=== Given passage ===

Messi Trains Alone as Argentina Prepares for World Cup
Lionel Messi stepped onto the grass in Kansas City on Monday, but not quite with the rest of the pack.
While Argentina’s World Cup holders opened their first full training session on U.S. soil, the captain peeled off to one side, working through a tailored routine as the coaching staff eased him back from muscle fatigue in his left hamstring.
No alarms yet. Just a reminder that, at 38 and on the brink of a record sixth World Cup, Messi’s preparation now lives in the fine margins.
Careful management for a sixth World Cup
Argentina have set up camp in Kansas City, Missouri, as they launch their title defence. The mood is focused rather than frantic. The tournament is close, but not close enough to take risks.
Messi has been managing hamstring fatigue since May 24, an issue Inter Miami have monitored closely. Argentina’s medical and performance teams have picked up the thread, keeping him on “specific exercises” instead of full-contact drills.
He was not alone. Several teammates with minor fitness concerns joined him in that bespoke programme, moving between the pitch and the physio staff.
“The players who are suffering from niggles and injuries continue to work with the physiotherapy team on specific exercises on the pitch and are making good progress,” Argentina’s Football Association said.
The message is clear: protect the core, sharpen the edges later.
Eyes on Algeria, and one more dress rehearsal
Argentina, ranked number three in the world, are working to a tight schedule. Their final warm-up comes against Iceland on June 9 in Auburn, Alabama, a last chance to tune combinations before the real thing starts.
The opener against Algeria on June 16, also in Kansas City, looms as the first true test of their crown. Messi is expected to be ready for that game, with these early days of camp devoted to building him up, not burning him out.
He arrives in the U.S. as the face of both a nation and a league: two-time MLS MVP with Inter Miami, eight-time Ballon d’Or winner, still the reference point for a squad that has grown around him rather than away from him.
The weight of history, again
This World Cup pushes Messi into territory no one has reached before: a sixth appearance at the tournament, stretching a national-team career that began in 2005 and has defined an era.
The numbers remain staggering. Argentina’s all-time leader in caps with 198. Their record scorer with 116 goals. A career of finals, failures, redemption — and now the challenge of doing it all again as the defending champion.
So the first day in Kansas City was not about fireworks. It was about preservation. About a 38-year-old great moving through controlled drills while his teammates ran patterns nearby, all of them knowing that every sprint, every stretch, has a price at this stage.
Argentina can live with a quiet start to camp.
What they cannot imagine is a World Cup summer in the United States without Messi at the heart of it.

=== Listed records ===

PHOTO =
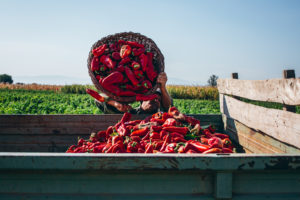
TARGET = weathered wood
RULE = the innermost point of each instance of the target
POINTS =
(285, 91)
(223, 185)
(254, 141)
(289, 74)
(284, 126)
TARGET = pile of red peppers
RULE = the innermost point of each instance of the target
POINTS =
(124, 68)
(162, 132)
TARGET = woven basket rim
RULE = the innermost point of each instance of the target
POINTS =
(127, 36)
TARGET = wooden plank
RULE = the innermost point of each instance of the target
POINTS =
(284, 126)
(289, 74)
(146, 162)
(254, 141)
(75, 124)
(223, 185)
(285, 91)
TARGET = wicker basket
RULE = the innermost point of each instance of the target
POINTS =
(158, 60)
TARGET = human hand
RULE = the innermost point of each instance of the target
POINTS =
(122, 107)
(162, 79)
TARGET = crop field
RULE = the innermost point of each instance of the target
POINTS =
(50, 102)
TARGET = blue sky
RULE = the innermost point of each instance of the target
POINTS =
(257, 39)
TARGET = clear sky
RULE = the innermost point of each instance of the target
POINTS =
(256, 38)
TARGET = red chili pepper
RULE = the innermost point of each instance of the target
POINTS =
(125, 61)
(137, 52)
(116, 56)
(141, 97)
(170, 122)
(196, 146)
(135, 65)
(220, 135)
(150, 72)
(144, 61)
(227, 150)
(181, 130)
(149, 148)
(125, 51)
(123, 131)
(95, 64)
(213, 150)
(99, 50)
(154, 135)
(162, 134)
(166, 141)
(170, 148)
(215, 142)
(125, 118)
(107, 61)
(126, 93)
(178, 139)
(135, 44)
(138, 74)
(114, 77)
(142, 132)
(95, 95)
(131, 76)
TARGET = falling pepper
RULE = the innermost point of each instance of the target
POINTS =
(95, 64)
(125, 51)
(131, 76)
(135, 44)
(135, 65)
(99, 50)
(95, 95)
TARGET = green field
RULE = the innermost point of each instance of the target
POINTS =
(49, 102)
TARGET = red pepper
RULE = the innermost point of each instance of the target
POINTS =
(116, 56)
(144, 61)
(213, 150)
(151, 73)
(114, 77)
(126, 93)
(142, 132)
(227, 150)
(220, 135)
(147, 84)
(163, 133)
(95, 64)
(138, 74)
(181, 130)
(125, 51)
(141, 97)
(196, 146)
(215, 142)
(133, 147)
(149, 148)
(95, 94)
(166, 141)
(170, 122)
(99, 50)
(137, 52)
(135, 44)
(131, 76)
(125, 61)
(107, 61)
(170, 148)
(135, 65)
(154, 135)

===
=== Listed records ===

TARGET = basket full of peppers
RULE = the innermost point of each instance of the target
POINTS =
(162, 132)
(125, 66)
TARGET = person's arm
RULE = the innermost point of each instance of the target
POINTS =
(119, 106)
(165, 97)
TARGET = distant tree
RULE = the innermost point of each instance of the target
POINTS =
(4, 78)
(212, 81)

===

» **Problem A**
Answer these from the Messi training article:
(i) Since what date has Messi been managing hamstring fatigue?
(ii) Which team does Argentina face in its final warm-up, and in what city?
(iii) How many goals has Messi scored for Argentina?
» **Problem B**
Echo the portion of the Messi training article starting at "Eyes on Algeria, and" and ending at "real thing starts.".

» **Final answer A**
(i) May 24
(ii) Iceland, in Auburn, Alabama
(iii) 116

» **Final answer B**
Eyes on Algeria, and one more dress rehearsal
Argentina, ranked number three in the world, are working to a tight schedule. Their final warm-up comes against Iceland on June 9 in Auburn, Alabama, a last chance to tune combinations before the real thing starts.